Supplied material Block Start

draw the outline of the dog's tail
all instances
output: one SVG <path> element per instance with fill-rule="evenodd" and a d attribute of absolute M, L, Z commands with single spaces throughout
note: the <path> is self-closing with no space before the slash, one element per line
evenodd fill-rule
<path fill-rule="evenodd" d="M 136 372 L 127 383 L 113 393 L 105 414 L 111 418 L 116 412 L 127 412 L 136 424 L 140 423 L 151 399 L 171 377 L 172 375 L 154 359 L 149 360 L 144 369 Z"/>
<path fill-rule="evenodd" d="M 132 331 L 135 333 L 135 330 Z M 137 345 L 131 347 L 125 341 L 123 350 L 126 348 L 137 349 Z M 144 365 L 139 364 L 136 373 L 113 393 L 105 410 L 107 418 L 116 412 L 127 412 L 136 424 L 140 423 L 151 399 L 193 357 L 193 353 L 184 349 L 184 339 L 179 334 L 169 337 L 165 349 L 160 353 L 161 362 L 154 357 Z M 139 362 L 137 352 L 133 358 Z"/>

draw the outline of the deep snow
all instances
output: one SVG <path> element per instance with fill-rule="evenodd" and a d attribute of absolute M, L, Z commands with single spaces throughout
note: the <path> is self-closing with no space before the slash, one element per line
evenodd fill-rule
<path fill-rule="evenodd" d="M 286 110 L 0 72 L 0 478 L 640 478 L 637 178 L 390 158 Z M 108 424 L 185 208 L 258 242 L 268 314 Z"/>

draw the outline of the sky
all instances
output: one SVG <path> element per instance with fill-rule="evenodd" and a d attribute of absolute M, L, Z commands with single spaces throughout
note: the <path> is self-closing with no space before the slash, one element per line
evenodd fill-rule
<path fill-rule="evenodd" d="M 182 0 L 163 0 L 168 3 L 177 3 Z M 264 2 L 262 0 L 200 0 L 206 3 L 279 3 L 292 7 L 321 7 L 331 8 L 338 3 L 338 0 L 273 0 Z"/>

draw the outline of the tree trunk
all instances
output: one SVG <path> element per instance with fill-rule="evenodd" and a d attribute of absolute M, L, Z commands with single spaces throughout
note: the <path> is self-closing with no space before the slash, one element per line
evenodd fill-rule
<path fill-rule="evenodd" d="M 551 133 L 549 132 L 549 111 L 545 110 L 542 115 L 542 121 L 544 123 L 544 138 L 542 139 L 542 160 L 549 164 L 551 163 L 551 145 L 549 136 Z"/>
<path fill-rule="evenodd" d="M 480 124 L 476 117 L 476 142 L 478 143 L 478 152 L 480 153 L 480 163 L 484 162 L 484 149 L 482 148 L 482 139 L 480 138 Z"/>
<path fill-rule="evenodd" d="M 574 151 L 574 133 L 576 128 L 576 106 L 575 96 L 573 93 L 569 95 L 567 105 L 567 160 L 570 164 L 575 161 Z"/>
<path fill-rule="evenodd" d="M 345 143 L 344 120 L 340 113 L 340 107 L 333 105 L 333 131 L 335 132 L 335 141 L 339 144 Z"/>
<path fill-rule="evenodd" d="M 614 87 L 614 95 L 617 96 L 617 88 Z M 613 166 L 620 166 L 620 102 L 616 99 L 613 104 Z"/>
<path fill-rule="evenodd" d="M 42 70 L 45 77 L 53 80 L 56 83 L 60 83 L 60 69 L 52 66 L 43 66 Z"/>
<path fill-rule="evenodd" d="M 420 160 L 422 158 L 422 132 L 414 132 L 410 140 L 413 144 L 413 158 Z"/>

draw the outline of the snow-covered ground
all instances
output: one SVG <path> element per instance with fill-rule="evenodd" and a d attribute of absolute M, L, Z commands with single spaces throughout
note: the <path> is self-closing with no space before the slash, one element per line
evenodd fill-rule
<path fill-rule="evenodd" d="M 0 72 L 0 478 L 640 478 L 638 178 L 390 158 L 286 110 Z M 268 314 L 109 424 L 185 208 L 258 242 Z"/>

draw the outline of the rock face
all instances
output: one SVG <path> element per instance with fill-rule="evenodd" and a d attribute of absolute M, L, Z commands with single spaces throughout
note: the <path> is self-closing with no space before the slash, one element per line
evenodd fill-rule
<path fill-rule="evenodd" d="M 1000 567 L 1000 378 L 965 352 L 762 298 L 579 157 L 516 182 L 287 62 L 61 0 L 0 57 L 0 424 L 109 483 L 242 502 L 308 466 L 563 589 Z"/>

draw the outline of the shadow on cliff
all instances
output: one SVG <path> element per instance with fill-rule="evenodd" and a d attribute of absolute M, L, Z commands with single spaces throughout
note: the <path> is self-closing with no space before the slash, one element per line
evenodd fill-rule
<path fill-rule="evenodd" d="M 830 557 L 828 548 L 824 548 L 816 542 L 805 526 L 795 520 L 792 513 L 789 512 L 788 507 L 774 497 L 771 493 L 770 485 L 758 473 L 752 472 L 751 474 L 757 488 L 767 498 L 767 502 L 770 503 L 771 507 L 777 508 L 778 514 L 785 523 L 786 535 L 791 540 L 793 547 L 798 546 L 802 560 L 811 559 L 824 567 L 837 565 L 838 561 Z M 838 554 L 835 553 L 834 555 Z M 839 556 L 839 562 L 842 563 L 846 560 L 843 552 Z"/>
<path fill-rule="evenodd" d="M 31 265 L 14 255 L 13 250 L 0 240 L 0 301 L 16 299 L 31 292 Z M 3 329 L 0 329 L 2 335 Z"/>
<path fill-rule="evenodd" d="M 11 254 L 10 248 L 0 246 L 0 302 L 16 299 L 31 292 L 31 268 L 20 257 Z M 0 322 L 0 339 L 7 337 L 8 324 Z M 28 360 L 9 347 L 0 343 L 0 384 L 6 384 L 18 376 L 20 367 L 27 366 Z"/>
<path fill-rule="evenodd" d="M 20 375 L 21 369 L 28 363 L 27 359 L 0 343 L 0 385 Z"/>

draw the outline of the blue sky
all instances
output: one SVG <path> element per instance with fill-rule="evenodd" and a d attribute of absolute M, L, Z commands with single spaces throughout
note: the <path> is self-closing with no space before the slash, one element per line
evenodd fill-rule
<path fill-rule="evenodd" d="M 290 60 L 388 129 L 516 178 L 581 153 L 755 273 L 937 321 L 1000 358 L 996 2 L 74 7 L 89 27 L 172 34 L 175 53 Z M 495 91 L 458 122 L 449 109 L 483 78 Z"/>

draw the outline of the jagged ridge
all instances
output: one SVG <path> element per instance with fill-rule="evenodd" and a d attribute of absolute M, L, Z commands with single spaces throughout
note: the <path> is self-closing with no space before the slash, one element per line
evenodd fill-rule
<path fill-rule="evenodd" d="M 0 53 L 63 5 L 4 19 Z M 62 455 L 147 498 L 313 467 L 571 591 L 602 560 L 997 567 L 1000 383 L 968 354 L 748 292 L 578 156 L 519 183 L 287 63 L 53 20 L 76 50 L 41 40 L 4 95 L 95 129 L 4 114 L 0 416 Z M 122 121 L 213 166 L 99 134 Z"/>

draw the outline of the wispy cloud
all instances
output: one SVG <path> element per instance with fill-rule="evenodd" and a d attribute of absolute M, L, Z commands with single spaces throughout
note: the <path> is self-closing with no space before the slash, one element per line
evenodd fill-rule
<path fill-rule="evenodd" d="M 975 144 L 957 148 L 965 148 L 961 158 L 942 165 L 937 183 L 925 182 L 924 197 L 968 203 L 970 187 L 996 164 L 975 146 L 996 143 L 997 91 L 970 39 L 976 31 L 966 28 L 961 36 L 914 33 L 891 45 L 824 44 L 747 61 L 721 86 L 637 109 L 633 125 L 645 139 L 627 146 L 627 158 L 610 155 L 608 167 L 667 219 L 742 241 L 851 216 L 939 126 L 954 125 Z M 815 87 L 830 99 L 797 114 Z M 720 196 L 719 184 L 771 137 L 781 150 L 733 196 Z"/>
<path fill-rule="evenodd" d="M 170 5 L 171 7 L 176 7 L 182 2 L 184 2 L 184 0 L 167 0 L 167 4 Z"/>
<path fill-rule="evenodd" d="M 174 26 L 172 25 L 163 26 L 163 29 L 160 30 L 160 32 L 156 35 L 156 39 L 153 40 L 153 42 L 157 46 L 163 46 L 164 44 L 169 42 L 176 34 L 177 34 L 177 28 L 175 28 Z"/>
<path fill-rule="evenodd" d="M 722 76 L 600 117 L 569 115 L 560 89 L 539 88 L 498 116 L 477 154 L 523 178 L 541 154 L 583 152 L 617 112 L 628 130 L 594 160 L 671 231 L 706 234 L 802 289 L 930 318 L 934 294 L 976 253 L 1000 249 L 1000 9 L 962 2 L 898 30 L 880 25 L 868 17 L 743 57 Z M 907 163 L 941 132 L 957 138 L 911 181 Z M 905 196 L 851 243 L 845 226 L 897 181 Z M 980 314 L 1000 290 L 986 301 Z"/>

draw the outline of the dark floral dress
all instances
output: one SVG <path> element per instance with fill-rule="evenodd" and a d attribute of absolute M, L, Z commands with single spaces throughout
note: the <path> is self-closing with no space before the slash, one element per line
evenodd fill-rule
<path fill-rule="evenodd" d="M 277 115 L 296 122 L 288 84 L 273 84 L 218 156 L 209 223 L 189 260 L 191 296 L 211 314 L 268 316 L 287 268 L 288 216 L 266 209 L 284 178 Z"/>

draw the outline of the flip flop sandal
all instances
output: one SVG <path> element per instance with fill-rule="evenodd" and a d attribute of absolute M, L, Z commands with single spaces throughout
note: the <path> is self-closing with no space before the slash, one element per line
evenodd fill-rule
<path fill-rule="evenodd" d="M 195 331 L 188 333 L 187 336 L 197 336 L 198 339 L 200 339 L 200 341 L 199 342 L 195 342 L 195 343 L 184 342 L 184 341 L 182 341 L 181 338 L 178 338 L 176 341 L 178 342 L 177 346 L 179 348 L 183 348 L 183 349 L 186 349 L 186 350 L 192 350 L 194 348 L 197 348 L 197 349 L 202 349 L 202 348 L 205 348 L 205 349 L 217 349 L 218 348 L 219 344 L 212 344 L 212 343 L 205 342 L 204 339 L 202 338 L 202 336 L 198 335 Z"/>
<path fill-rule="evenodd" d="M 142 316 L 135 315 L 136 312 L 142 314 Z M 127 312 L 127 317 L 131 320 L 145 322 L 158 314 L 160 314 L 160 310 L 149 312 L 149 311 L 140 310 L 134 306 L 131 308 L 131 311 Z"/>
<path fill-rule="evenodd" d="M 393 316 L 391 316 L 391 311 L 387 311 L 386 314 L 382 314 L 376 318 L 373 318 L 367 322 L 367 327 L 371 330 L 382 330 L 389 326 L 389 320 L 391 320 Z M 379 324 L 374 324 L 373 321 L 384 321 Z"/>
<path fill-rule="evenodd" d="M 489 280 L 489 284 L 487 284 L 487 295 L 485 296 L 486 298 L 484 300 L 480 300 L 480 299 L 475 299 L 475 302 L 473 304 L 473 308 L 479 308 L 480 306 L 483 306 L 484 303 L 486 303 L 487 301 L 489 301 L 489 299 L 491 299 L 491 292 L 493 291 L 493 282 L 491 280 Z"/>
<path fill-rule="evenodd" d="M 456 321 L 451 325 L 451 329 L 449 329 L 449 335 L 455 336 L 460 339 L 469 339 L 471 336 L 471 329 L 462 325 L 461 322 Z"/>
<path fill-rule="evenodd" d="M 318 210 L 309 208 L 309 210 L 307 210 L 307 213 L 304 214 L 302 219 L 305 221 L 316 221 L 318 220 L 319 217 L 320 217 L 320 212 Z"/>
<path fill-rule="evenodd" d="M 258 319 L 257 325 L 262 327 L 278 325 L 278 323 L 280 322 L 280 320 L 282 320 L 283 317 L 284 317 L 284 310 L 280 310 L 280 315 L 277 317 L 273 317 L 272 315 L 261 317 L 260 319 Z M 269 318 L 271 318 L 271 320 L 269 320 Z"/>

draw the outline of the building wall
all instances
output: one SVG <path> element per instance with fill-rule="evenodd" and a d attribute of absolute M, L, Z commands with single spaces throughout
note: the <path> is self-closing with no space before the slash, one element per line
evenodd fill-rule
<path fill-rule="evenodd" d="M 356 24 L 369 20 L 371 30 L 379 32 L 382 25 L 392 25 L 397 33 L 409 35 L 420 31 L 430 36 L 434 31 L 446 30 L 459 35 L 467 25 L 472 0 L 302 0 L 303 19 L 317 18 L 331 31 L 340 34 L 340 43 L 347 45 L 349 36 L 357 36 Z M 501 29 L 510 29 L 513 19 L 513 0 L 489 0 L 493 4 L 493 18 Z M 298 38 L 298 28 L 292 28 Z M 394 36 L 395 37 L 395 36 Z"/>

Supplied material Block End

What the task requires:
In the listing above, which lines include the string "snow"? Return every one of them.

Task solution:
draw the outline of the deep snow
draw the outline of the snow-covered ground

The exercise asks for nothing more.